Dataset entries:
※ ※ ※

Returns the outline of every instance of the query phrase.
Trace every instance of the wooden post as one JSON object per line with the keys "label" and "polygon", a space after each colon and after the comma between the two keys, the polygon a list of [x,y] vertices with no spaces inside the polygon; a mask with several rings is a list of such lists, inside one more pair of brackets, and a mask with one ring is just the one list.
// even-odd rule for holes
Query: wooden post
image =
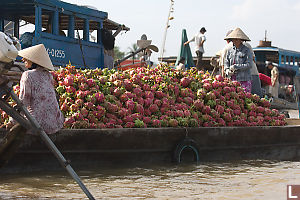
{"label": "wooden post", "polygon": [[84,28],[83,28],[83,40],[89,41],[90,37],[90,23],[88,19],[84,19]]}
{"label": "wooden post", "polygon": [[16,38],[19,38],[19,25],[20,25],[19,19],[16,19],[14,22],[15,22],[14,23],[14,36]]}
{"label": "wooden post", "polygon": [[35,6],[35,31],[34,37],[39,38],[42,32],[42,8]]}
{"label": "wooden post", "polygon": [[59,33],[59,17],[58,17],[58,11],[54,11],[52,16],[52,33],[54,35],[58,35]]}
{"label": "wooden post", "polygon": [[69,27],[68,27],[68,37],[74,38],[74,29],[75,28],[75,17],[69,15]]}

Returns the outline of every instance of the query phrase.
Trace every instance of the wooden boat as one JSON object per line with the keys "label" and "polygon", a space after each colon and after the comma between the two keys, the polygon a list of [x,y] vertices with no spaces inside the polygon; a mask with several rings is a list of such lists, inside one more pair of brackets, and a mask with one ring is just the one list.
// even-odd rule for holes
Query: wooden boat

※ ※ ※

§ **Work item**:
The records above must be output exactly, except for their pictures.

§ **Written answer**:
Returns the outline of every instance of the query phrase.
Trace every instance of the wooden post as one JSON object per line with the keys "label" and "polygon", a space after each colon and after the comma between the two keys, the polygon a list of [x,y] vertices with no spaces inside the polygon; a mask with several rings is a list of such lists, inside one more pair of brackets, and a mask with one ring is just the one list.
// even-odd rule for holes
Query: wooden post
image =
{"label": "wooden post", "polygon": [[84,28],[83,28],[83,40],[89,41],[90,37],[90,23],[88,19],[84,19]]}
{"label": "wooden post", "polygon": [[16,38],[19,38],[19,25],[20,25],[19,19],[16,19],[14,22],[15,22],[14,23],[14,36]]}
{"label": "wooden post", "polygon": [[35,6],[35,31],[34,37],[39,38],[42,32],[42,8]]}
{"label": "wooden post", "polygon": [[59,33],[59,17],[58,17],[58,11],[54,11],[52,16],[52,33],[54,35],[58,35]]}
{"label": "wooden post", "polygon": [[69,27],[68,27],[68,37],[74,38],[74,29],[75,28],[75,17],[69,15]]}

Returns the outline of every instance of the query phrase.
Trace every instance of the wooden boat as one JSON object per line with the keys "label" and "polygon", a space after each colon and after the comma between the two keys, the polygon a list of [x,y] vertices with no spaces inside the polygon; a mask with several rings is a list of such lists, inside one more pair of brackets, and a mask with one ring is just the one list.
// even-odd rule for holes
Query: wooden boat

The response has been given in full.